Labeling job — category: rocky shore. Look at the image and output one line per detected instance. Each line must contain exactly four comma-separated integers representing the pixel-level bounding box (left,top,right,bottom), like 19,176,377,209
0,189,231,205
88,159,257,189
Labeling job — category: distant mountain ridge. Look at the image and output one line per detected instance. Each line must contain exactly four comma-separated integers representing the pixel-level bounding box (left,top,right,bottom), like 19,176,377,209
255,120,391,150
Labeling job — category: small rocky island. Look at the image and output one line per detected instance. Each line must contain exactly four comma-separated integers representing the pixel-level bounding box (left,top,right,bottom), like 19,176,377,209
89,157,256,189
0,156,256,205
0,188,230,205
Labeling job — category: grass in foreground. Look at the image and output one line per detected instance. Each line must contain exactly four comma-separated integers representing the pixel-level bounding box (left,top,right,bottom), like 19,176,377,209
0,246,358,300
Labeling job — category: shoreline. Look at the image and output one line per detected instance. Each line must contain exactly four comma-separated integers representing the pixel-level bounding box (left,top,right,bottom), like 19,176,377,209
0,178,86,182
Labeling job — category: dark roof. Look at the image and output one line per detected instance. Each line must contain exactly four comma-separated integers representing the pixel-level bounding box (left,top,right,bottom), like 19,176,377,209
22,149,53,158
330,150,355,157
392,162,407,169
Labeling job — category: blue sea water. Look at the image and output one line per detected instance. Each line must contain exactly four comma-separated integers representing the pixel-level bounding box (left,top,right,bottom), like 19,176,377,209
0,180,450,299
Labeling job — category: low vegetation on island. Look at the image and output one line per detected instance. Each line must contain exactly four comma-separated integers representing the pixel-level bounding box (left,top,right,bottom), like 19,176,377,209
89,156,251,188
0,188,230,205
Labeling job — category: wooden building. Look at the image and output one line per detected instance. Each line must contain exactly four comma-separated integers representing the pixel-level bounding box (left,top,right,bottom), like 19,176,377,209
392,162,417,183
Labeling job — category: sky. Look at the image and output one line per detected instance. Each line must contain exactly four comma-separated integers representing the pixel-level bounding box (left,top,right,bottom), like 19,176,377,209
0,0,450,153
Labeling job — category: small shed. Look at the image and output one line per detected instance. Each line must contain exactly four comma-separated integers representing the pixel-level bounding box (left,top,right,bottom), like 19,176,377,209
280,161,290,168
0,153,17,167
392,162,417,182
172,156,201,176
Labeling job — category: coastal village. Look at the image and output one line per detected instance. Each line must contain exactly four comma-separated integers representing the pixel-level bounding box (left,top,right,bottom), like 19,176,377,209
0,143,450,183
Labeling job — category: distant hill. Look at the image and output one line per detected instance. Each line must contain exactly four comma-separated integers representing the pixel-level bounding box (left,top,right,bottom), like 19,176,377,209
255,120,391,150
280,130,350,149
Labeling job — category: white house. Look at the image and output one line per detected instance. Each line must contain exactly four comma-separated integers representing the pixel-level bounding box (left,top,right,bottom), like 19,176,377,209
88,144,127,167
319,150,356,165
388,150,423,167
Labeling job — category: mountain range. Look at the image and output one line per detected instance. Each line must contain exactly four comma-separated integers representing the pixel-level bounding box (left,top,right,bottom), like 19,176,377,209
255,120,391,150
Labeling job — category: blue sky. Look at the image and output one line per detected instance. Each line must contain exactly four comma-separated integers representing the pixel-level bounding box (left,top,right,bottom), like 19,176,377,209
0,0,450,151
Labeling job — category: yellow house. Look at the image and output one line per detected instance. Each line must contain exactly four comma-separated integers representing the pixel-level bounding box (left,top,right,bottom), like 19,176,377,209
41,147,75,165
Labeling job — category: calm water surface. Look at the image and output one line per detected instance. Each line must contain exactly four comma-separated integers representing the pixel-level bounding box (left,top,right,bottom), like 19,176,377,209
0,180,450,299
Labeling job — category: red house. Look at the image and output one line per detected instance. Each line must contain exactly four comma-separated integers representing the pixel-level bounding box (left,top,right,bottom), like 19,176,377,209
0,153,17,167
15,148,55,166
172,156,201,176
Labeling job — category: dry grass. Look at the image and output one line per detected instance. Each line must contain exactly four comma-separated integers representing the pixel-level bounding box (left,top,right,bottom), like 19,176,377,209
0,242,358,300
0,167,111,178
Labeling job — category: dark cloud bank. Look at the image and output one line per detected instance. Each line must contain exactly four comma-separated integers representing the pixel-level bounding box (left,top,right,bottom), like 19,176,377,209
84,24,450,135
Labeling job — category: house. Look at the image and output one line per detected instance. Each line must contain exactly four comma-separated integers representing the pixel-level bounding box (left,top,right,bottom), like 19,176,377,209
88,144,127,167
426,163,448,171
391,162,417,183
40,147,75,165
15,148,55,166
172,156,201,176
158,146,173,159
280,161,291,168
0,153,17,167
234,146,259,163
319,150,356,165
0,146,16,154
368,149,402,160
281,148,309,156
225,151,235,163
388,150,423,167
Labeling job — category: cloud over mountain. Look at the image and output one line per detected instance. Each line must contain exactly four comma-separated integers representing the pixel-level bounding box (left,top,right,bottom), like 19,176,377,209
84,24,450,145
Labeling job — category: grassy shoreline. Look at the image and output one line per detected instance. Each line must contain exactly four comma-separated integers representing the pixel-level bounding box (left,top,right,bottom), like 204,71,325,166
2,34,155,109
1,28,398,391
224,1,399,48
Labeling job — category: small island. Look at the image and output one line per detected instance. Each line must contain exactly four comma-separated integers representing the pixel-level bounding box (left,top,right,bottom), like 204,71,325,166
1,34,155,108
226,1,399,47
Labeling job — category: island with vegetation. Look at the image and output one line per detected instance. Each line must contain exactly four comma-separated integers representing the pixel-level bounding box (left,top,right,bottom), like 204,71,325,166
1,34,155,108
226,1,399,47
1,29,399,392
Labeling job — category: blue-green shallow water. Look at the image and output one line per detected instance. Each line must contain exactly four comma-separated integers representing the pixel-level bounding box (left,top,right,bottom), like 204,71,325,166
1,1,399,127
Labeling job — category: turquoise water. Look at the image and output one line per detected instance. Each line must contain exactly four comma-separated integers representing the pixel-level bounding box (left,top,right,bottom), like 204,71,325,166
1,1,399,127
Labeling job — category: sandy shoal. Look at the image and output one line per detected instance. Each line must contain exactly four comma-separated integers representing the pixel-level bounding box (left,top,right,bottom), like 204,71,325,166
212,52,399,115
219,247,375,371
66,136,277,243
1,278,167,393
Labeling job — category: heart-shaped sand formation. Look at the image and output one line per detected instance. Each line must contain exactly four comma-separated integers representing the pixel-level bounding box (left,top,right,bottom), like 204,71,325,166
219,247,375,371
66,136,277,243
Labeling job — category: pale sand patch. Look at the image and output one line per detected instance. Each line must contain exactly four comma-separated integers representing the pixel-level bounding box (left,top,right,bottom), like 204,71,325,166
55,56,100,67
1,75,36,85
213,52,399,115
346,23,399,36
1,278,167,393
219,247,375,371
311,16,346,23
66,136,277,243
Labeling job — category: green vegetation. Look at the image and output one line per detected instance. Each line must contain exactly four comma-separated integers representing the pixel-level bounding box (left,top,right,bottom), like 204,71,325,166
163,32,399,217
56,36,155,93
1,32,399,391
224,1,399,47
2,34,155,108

Required work: Rewrite the rows starting at the line that contains "Labeling job — category: low" and ending at the line that contains "0,143,450,183", keeping every line, requests included, but add -95 to each box coordinate in the answers.

Solved problem:
Labeling job — category: low vegetation on island. Look at the image and output one line per detected instance. Each line must contain exactly four comma-separated integers representing the pixel-level bounding box (left,top,right,bottom), like 19,176,377,209
-6,61,156,93
-95,93,135,110
Labeling job — category: wooden building. Look at the image and output one line per detected instance. Each line must contain exactly four comma-separated integers representing the pixel-level bounding box (left,top,right,bottom), like 19,176,377,209
297,67,322,88
Labeling job — category: sky. Look at the image and output one line per detected instance. Each line must contain exactly four comma-separated integers representing the pixel-level bounding box (left,top,right,bottom), like 19,176,377,209
-95,-95,355,58
Labeling job — category: small shed. Look at the image and output one line per detected instance. Each line must contain exactly four comma-separated integers representing the pixel-level bounding box (left,top,right,bottom), like 19,176,377,209
185,66,195,73
-95,58,-78,72
297,67,322,87
77,61,106,81
Labeling job — category: coastal village. Look at the image and output one line per detected instance. Each line must contain exactly four comma-separated integers representing the pixel-level bounding box (left,top,right,bottom), like 19,176,377,209
-95,48,355,88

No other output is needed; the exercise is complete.